* [Text passage]
%%

Re: Deleted file recovery software


Chris Mullins
 

Thanks for the info re Piriform Recuva.  It’s a friend of mine who’s accidentally deleted some files.  I’ve downloaded the portable version for her and also loaded the desktop version on my own machine.  I’ve had a quick look at the interface and initial impressions re accessibility are very favourable.  I’ll report back when she has tried the recovery.

 

Cheers

Chris

 

From: nvda@nvda.groups.io [mailto:nvda@nvda.groups.io] On Behalf Of Felix G.
Sent: 14 December 2016 21:41
To: nvda@nvda.groups.io
Subject: Re: [nvda] Deleted file recovery software

 

Hello,

Recuva was accessible at the time I used it some years ago.

Any write operation now has the potential to clobber that file, so you better download the portable version to a thumb drive using another machine then run it.

Kind regards,

Felix Grützmacher

 

Gene <gsasner@...> schrieb am Mi., 14. Dez. 2016 um 19:55 Uhr:

I don't know how well Recuva works for most people.  I have had little success with it though there's no harm in trying.

%%

* [Required tasks]
• a. From the email thread about deleted file recovery software, return the part that opens with the words containing "Chris Mullins" and closes with "tried the recovery.".
• b. In the email thread about deleted file recovery software, where does Felix suggest downloading the portable version of Recuva?

* [Dataset]
%%

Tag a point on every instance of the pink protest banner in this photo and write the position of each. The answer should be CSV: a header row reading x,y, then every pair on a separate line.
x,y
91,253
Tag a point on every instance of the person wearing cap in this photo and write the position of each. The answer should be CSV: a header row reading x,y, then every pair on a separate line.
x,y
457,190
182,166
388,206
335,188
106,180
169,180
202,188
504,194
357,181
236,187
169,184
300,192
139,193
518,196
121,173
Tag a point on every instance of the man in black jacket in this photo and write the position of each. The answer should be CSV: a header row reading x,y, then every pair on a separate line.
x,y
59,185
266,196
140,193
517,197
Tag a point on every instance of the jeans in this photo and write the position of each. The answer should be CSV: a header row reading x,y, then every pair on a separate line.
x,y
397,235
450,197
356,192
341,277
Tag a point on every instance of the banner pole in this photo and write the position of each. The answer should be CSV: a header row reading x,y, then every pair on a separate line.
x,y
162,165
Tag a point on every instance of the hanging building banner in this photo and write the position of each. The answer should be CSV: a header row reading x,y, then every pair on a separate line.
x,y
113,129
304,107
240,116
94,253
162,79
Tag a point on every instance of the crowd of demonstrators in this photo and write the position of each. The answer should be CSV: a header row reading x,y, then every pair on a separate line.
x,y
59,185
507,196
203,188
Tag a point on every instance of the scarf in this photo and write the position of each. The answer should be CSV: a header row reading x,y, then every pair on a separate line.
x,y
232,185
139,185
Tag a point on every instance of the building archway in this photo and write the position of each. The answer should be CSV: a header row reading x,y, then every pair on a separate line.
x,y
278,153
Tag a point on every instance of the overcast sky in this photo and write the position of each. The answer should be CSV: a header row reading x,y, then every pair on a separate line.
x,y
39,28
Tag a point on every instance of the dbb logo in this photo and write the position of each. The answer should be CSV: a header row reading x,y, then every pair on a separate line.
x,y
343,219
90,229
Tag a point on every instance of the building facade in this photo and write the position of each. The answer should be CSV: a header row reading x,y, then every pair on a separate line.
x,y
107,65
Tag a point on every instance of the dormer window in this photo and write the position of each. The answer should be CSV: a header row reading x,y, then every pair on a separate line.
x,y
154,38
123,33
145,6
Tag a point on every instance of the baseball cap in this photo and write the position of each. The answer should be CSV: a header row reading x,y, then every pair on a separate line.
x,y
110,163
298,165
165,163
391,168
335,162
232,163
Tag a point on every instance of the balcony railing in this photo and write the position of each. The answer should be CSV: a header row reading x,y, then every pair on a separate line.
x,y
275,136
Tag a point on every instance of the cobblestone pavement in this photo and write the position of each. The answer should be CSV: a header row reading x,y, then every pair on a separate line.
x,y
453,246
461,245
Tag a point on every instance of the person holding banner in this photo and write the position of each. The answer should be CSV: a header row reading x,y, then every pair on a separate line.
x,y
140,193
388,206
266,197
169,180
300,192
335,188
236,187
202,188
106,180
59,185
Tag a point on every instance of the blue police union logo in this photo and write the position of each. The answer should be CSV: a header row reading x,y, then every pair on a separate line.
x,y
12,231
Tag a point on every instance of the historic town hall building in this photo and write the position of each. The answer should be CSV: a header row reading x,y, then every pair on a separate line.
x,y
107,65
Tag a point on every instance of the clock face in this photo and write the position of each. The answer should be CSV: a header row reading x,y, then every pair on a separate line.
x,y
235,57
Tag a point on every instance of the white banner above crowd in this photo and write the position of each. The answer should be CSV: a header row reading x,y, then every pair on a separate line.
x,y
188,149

%%

* [Answer set]
• a.
Chris Mullins
 

Thanks for the info re Piriform Recuva.  It’s a friend of mine who’s accidentally deleted some files.  I’ve downloaded the portable version for her and also loaded the desktop version on my own machine.  I’ve had a quick look at the interface and initial impressions re accessibility are very favourable.  I’ll report back when she has tried the recovery.

• b. To a thumb drive, using another machine.